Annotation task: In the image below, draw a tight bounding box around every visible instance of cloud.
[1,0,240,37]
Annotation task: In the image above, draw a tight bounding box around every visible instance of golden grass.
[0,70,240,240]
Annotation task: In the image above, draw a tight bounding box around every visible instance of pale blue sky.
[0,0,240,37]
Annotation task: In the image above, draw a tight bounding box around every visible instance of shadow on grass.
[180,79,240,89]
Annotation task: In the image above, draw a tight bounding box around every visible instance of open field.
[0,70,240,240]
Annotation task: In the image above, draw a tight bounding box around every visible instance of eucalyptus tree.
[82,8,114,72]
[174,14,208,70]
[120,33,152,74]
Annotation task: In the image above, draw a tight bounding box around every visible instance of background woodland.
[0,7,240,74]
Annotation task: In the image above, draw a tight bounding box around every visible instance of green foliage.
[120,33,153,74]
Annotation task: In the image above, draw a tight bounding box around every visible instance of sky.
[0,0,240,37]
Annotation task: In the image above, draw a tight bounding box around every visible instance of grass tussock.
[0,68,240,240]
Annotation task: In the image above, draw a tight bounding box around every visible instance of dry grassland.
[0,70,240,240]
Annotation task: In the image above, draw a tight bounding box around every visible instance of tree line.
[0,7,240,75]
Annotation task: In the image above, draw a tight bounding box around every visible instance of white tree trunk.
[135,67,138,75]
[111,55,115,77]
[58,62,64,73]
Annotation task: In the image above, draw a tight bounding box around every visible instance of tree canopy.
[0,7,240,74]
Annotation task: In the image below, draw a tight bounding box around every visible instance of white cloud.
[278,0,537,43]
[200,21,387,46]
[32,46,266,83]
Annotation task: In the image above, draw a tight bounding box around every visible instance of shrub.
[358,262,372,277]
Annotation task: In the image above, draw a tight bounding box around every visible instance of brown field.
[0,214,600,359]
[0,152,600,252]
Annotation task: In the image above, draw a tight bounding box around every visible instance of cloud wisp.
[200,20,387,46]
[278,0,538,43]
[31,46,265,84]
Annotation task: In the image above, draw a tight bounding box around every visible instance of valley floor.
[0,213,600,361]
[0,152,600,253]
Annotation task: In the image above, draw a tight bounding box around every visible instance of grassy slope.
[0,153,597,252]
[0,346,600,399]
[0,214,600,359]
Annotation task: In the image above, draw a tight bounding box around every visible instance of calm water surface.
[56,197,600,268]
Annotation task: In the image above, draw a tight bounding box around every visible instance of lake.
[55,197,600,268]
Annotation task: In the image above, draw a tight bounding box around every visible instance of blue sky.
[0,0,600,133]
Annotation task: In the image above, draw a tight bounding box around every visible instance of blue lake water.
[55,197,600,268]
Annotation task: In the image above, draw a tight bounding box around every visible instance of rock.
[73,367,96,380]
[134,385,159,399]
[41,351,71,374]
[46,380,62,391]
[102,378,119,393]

----

Task details ->
Locate each line in the listing above that contains the word "blue", and copy those lines out in full.

Completed exercise ->
Annotation task: In the image above, draw a tight bounding box around every visible instance of pale blue sky.
Annotation task: In the image above, draw a tight bounding box around every visible instance of blue sky.
Annotation task: In the image above, draw a tight bounding box around every visible instance of blue lake water.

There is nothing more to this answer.